MATERIAL ->
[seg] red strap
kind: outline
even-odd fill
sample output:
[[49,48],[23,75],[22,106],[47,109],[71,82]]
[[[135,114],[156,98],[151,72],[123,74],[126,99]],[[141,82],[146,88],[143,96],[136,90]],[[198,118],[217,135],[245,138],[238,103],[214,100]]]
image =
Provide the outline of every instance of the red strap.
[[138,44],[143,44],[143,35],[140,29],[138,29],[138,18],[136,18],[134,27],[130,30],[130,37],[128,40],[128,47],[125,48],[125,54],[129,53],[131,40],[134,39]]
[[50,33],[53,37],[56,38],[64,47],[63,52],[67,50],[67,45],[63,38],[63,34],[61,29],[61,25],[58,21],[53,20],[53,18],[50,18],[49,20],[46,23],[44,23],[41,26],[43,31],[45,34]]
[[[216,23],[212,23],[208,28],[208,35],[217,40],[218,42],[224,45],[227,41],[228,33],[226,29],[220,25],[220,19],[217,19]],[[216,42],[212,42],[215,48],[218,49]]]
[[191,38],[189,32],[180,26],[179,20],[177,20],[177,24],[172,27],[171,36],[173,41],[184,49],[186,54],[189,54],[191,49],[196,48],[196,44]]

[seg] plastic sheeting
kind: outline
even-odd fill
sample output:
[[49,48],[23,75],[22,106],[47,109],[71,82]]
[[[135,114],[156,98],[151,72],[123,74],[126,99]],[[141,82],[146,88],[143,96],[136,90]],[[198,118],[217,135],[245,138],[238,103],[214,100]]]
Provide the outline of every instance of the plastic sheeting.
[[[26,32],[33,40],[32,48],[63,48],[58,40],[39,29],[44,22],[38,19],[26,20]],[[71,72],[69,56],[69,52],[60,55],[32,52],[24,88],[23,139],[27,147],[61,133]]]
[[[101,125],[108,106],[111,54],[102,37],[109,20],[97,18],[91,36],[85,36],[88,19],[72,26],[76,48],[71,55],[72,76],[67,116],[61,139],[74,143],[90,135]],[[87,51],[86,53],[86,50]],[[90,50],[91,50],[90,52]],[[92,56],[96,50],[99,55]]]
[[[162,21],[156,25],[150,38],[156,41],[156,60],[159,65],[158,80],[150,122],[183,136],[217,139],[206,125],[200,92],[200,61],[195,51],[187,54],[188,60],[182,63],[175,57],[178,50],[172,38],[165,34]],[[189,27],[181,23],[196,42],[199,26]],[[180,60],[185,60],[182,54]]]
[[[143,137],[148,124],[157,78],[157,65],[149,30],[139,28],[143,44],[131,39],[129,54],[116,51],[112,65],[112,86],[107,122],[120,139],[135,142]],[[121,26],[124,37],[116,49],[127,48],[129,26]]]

INSTRUCTIONS FOR THE TASK -> Reproduce all of these rows, swapping "even-odd fill" for "nonzero fill" everywhere and leaving everything else unchanged.

WRITTEN ANSWER ->
[seg] red strap
kind: outline
nonzero fill
sample output:
[[49,48],[23,75],[22,106],[47,109],[71,82]]
[[[135,114],[156,98],[151,72],[123,74],[126,99]],[[141,82],[146,88],[143,96],[136,90]],[[198,118],[217,135],[245,138],[238,103],[214,100]]]
image =
Provide the outline of every instance of the red strap.
[[138,44],[143,44],[143,35],[140,29],[138,29],[138,18],[136,18],[134,27],[130,30],[130,37],[128,40],[128,47],[125,48],[125,54],[129,53],[131,40],[134,39]]
[[50,33],[53,37],[56,38],[64,47],[63,52],[67,50],[67,45],[63,38],[63,34],[61,29],[61,25],[58,21],[53,20],[53,18],[50,18],[49,20],[46,23],[44,23],[41,26],[43,31],[45,34]]
[[[216,23],[212,23],[208,28],[208,35],[217,40],[218,42],[224,45],[227,41],[228,33],[226,29],[220,25],[220,19],[217,19]],[[216,42],[212,42],[215,48],[218,49]]]
[[191,38],[189,32],[180,26],[179,20],[177,20],[177,24],[172,27],[171,36],[173,41],[184,49],[186,54],[189,54],[191,49],[196,48],[196,44]]

[seg] plastic sheeting
kind: outline
nonzero fill
sample output:
[[49,48],[23,75],[22,106],[47,109],[71,82]]
[[[135,114],[156,98],[151,72],[123,74],[126,99]],[[141,82],[146,88],[143,96],[136,90]],[[198,118],[217,135],[245,138],[238,103],[214,100]]]
Provide the outline of every instance of the plastic sheeting.
[[[26,32],[33,40],[32,48],[63,48],[58,40],[39,29],[44,22],[38,19],[26,20]],[[71,72],[69,56],[69,52],[60,55],[32,52],[24,88],[23,139],[27,147],[61,133]]]
[[[101,125],[108,106],[111,54],[102,37],[109,20],[97,18],[91,36],[85,36],[88,19],[72,26],[76,48],[71,55],[72,76],[67,116],[61,139],[74,143],[90,135]],[[87,51],[86,53],[86,50]],[[90,50],[91,50],[90,52]],[[92,56],[96,50],[99,55]]]
[[[162,21],[156,25],[150,38],[156,41],[156,60],[159,65],[158,80],[150,122],[183,136],[217,139],[206,125],[200,92],[200,61],[195,51],[187,54],[188,60],[182,63],[175,57],[178,50],[172,38],[165,34]],[[189,27],[181,23],[196,42],[199,26]],[[180,60],[185,60],[182,54]]]
[[[143,137],[148,124],[157,78],[157,65],[149,30],[139,28],[143,44],[131,39],[129,54],[116,51],[112,65],[112,86],[107,122],[120,139],[135,142]],[[121,26],[124,37],[116,49],[127,48],[129,26]]]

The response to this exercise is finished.